### PROMPT 1
Reproduce the following passage on Mr. Davison's severance and indemnification arrangements word for word.

### DOCUMENT TEXT
>>>>

In addition, if Mr. Davison is terminated without cause or terminates his employment for good reason at any time within two months prior to or twelve months following a change in control of the Company, Mr. Davison will be entitled to receive the benefits set forth in (i) through (iii) of the above paragraph as well as, accelerated vesting of 100% of all outstanding equity awards then held by Mr. Davison.

The foregoing summary of the Executive Severance and Change of Control Plan is qualified in its entirety by reference to Exhibit 10.2 of this Current Report on Form 8-K and is incorporated herein by reference.

Indemnification Agreement

On June 21, 2017, Mr. Davison also entered into the Company’s standard form of indemnification agreement, the form of which has been previously filed by the Company as Exhibit 10.21 to the Company’s Annual Report on Form 10-K for the fiscal year ended September 30, 2015 filed with the Securities and Exchange Commission on December 4, 2015.

<<<<

### EXTRACTED MATERIAL
>>>>

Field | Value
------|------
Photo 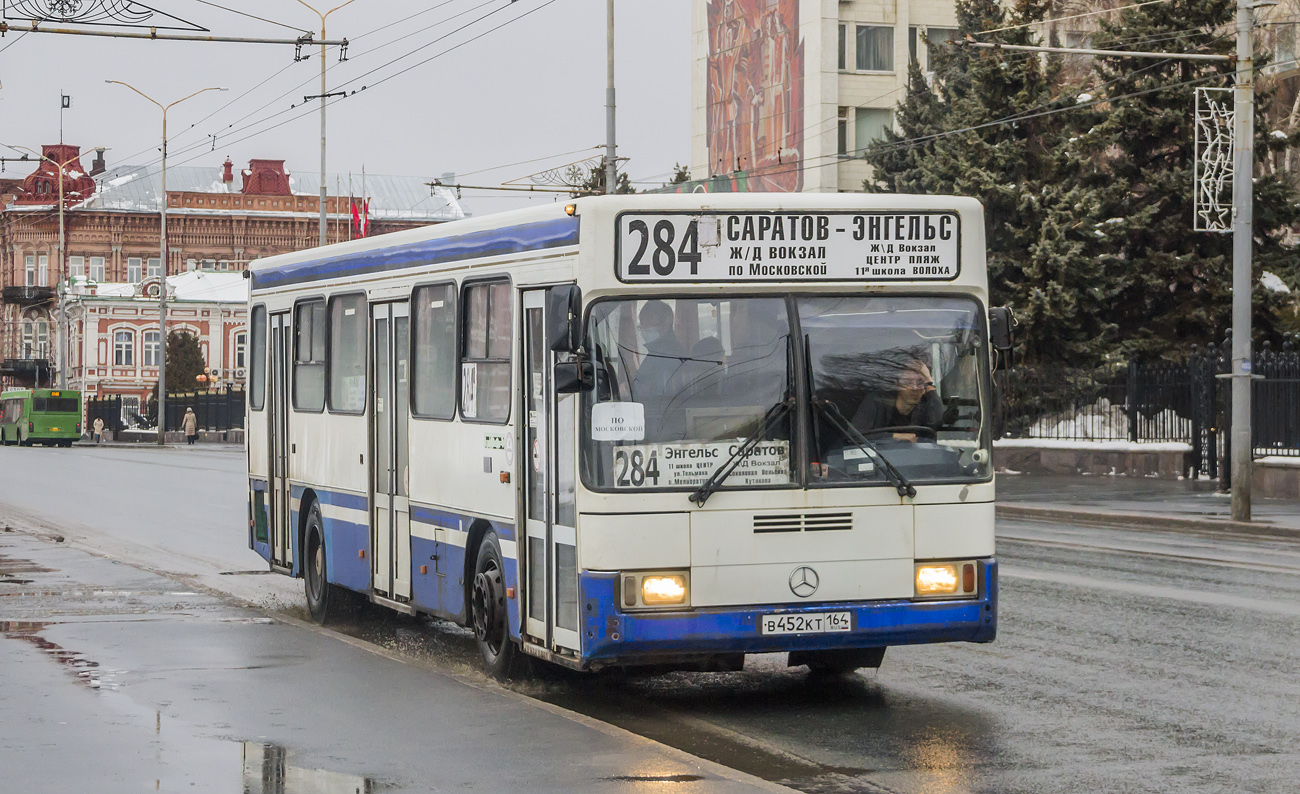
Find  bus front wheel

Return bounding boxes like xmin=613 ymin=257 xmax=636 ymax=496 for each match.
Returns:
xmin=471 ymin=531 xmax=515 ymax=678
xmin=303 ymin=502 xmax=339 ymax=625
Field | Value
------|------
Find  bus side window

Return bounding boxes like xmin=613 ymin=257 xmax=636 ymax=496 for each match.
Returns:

<<<<

### PROMPT 2
Rewrite all of the records with "bus" changed to "tram" wherever it occurs, and leave everything else unchanged. Omit the pictures from your response.

### FULL RESPONSE 1
In addition, if Mr. Davison is terminated without cause or terminates his employment for good reason at any time within two months prior to or twelve months following a change in control of the Company, Mr. Davison will be entitled to receive the benefits set forth in (i) through (iii) of the above paragraph as well as, accelerated vesting of 100% of all outstanding equity awards then held by Mr. Davison.

The foregoing summary of the Executive Severance and Change of Control Plan is qualified in its entirety by reference to Exhibit 10.2 of this Current Report on Form 8-K and is incorporated herein by reference.

Indemnification Agreement

On June 21, 2017, Mr. Davison also entered into the Company’s standard form of indemnification agreement, the form of which has been previously filed by the Company as Exhibit 10.21 to the Company’s Annual Report on Form 10-K for the fiscal year ended September 30, 2015 filed with the Securities and Exchange Commission on December 4, 2015.

### FULL RESPONSE 2
Field | Value
------|------
Photo 
Find  tram front wheel

Return bounding boxes like xmin=613 ymin=257 xmax=636 ymax=496 for each match.
Returns:
xmin=471 ymin=531 xmax=515 ymax=678
xmin=303 ymin=502 xmax=339 ymax=625
Field | Value
------|------
Find  tram side window

Return bounding boxes like xmin=613 ymin=257 xmax=636 ymax=496 for each match.
Returns:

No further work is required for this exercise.